[[ DOCUMENT PASSAGE, beginning ]]

Part two of a two-part series on the faculty gender gap
Women make up about a quarter of full-time faculty at the University of Chicago, leaving many women in departments with few or no other female colleagues.
“If you’re the only woman [on a faculty], this is not a good place to be,” said Linda Zerilli, director of the Center for Gender Studies. “There’s always that feeling that you’re the woman up there speaking, and that you represent all women, so you’d better say something smart.”
Designed to help eliminate obstacles to recruiting and retaining female faculty, the Women’s Leadership Council (WLC) is trying to make the University of Chicago “the destination for women in academic careers,” WLC member and Associate Dean of the department of medicine Halina Brukner said.
The WLC now holds semiannual luncheons in an effort to help female faculty find support from women across academic disciplines. They are the group’s latest efforts to make the University more welcoming and supportive to women at an institution where women are largely underrepresented. In every department save one—Slavic Languages and Literature—women account for less than one-third of faculty.
The University’s gender gap is comparable to that of peer institutions, but Zerilli said that’s a poor measure. “We’re always comparing ourselves to Princeton and Harvard, and saying ‘We’re not worse,’” she said. “Yes, but what’s the standard?”
Associate Provost for Program Development Mary Harvey established the 12-member WLC in June 2008 at the request of Provost Thomas Rosenbaum. WLC member and Professor of medicine Suzanne Conzen said the group is still gathering data on “what seems to be any obstacles for retaining and attracting women to the U of C.”

[[ DOCUMENT PASSAGE, end ]]

## ABOUT THIS TASK
Reproduce word for word the part of the article on the faculty gender gap between "Designed to help" and "one-third of faculty.", inclusive. The material that comes next has no connection to the article on the faculty gender gap.

[[ INFORMATION GIVEN, beginning ]]

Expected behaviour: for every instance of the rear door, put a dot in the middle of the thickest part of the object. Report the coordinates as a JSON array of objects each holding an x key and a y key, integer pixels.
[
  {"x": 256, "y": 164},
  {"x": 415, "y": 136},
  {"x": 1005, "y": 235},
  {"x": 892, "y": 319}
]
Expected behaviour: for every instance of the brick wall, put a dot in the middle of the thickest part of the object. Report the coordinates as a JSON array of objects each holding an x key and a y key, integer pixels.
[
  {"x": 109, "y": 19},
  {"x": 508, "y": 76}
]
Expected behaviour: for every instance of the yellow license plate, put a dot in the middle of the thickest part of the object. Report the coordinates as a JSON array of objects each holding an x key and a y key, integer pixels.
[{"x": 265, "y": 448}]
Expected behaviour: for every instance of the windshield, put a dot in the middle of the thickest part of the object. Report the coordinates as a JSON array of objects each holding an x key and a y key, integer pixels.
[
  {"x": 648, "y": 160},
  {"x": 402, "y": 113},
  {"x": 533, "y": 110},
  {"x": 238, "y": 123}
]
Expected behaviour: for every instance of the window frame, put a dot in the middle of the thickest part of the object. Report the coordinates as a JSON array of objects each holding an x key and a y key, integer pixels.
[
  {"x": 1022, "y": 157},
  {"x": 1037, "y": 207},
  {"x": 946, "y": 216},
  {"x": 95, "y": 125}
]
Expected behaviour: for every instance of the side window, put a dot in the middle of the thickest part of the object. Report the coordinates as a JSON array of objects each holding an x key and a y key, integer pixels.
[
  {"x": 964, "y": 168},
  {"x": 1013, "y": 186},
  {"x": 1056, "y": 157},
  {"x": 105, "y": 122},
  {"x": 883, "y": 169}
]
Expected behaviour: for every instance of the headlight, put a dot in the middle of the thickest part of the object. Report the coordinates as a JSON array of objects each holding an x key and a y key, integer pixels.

[[ INFORMATION GIVEN, end ]]

## SOLVED EXERCISE
Designed to help eliminate obstacles to recruiting and retaining female faculty, the Women’s Leadership Council (WLC) is trying to make the University of Chicago “the destination for women in academic careers,” WLC member and Associate Dean of the department of medicine Halina Brukner said.
The WLC now holds semiannual luncheons in an effort to help female faculty find support from women across academic disciplines. They are the group’s latest efforts to make the University more welcoming and supportive to women at an institution where women are largely underrepresented. In every department save one—Slavic Languages and Literature—women account for less than one-third of faculty.